____ TRECHO DO DOCUMENTO

Como um cerco brutal e sangrento deu início às relações comerciais Rússia-China

História
NIKOLAI CHEVTCHENKO
Tratado de paz que se seguiu tornou a Rússia o maior consumidor de chá da China.

Em 1727, os russos ergueram uma fortaleza na encruzilhada do Império Russo e do Império do Grande Qing. Esta estrutura se transformou em uma cidade que se fundiu com um assentamento comercial nos entornos, Kiakhta. Com o tempo, Kiakhta se tornou o centro do comércio entre os impérios e ajudou a introduzir o chá chinês entre os moradores da parte europeia da Rússia.

Um século antes, a Rússia já havia demonstrado interesse em estabelecer relações comerciais com a China. Os primeiros enviados russos foram à China em 1618 e, mais tarde, o país mandou a Pequim amostras de produtos fabricados na Rússia. Apesar das repetidas tentativas de estimular o comércio entre os dois impérios, as trocas não decolariam até que os dois lados se enfrentassem pela primeira vez em um confronto militar.

A partir de 1652, começaram os atritos entre os exploradores, aventureiros e militares russos e as forças da dinastia Qing. No cerne do conflito estava o controle de áreas na Sibéria ao longo do rio Amur, onde havia peles valiosas em abundância. Ambos os lados tinham sua visão para a região e não hesitavam em usar a população local para obter alimentos ou, no caso da dinastia Qing, aumentar os impostos.

As hostilidades intermitentes chegaram ao ponto mais intenso quando as tropas da dinastia Qing sitiaram o forte cossaco de Albazin em 1686. O cerco brutal tirou muitas vidas de ambos os lados. Incapaz de capturar a fortaleza tecnologicamente avançada, um general Qing decidiu matar de fome as forças de defesa russas bloqueando o acesso ao rio próximo.

Como resultado, diversos combatentes russos morreram de doenças como escorbuto, tifo e cólera. Porém, os soldados da dinastia Qing também acabaram morrendo congelados do lado de fora da fortaleza ou de fome — a situação chegou a um ponto em que alguns deles se envolveram em canibalismo. Cerca de 600 homens russos e mais de 1.500 soldados Qing morreram em decorrência do cerco.

Para impedir mais sofrimento desnecessário, a Rússia enviou emissários a Pequim, que ali chegaram em outubro de 1686, propondo paz. Diante dos apelos, o imperador Qing ordenou que o cerco fosse liberado, e os 24 defensores russos restantes receberam comida e remédios das tropas Qing.

________

## TAREFAS PROPOSTAS
• 1. Reescreva o trecho do documento começando em "As hostilidades intermitentes" e prosseguindo até "ao rio próximo.", com "sitiaram" substituído por "cercaram".
• 2. Dê continuidade ao texto sobre o cerco de Albazin e as relações comerciais Rússia-China a partir da última frase apresentada.

____ DADOS APRESENTADOS

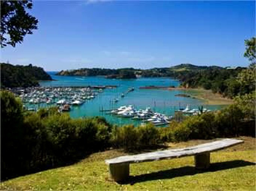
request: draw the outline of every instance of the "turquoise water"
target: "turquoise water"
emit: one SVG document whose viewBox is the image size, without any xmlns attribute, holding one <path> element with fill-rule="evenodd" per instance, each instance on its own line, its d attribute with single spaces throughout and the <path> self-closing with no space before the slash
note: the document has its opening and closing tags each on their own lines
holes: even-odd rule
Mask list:
<svg viewBox="0 0 256 191">
<path fill-rule="evenodd" d="M 175 96 L 178 94 L 186 93 L 186 90 L 160 90 L 140 89 L 142 86 L 150 85 L 178 86 L 178 81 L 168 78 L 141 78 L 133 79 L 116 79 L 105 78 L 104 77 L 81 77 L 60 76 L 54 75 L 55 72 L 49 72 L 54 79 L 56 81 L 43 81 L 40 82 L 42 86 L 86 86 L 88 85 L 117 85 L 117 88 L 106 88 L 92 100 L 88 100 L 81 106 L 73 106 L 69 113 L 72 118 L 83 116 L 101 116 L 109 122 L 118 125 L 133 123 L 138 125 L 139 121 L 130 118 L 117 118 L 100 112 L 100 109 L 117 108 L 120 106 L 133 105 L 138 109 L 145 109 L 151 107 L 156 112 L 168 115 L 174 115 L 174 110 L 178 109 L 180 106 L 185 107 L 187 104 L 190 109 L 197 109 L 199 106 L 204 105 L 210 109 L 217 109 L 221 106 L 205 106 L 200 100 L 191 98 Z M 135 90 L 121 97 L 122 93 L 127 91 L 129 88 L 134 87 Z M 119 101 L 115 103 L 112 101 L 116 98 Z"/>
</svg>

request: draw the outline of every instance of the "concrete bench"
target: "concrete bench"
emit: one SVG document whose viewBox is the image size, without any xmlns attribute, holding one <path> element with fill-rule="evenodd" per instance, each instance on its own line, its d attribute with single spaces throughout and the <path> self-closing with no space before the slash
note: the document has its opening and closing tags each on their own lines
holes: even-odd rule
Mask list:
<svg viewBox="0 0 256 191">
<path fill-rule="evenodd" d="M 129 176 L 130 163 L 163 159 L 170 159 L 195 156 L 195 167 L 206 169 L 210 165 L 210 153 L 244 143 L 244 141 L 225 139 L 184 148 L 165 150 L 128 155 L 106 160 L 109 165 L 110 178 L 116 182 L 123 181 Z"/>
</svg>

________

## RESPOSTAS DO EXERCÍCIO
• 1.
As hostilidades intermitentes chegaram ao ponto mais intenso quando as tropas da dinastia Qing cercaram o forte cossaco de Albazin em 1686. O cerco brutal tirou muitas vidas de ambos os lados. Incapaz de capturar a fortaleza tecnologicamente avançada, um general Qing decidiu matar de fome as forças de defesa russas bloqueando o acesso ao rio próximo.

• 2.
O resultado do conflito foi um acordo entre a Rússia e a dinastia Qing, conhecido como o Tratado de Nertchinsk. De acordo com o documento, os russos concederiam Albazin a Qing, mas manteriam a cidade vizinha de Nertchinsk. Independentemente de interpretações contraditórias do tratado por historiadores, é comum considerar este evento como o início das relações comerciais estabelecidas entre os dois países.

Os russos e os chineses começaram o comércio em Nertchinsk, mas, aos poucos, Kiakhta a substituiu como a maior cidade comercial na fronteira Rússia-China. A intensificação das trocas entre os dois Estados resultou na formação de uma Estrada dos Cavalos e do Chá ao norte, uma rota comercial que se estendia de Wakhan a São Petersburgo, passando por cidades como Kiakhta, Krasnoiark, Níjni Novgorod e Moscou ao longo do trajeto.

A principal commodity exportada da China para a Rússia era o chá. Em troca, os chineses recebiam roupas, peles, couro e outras mercadorias da Rússia.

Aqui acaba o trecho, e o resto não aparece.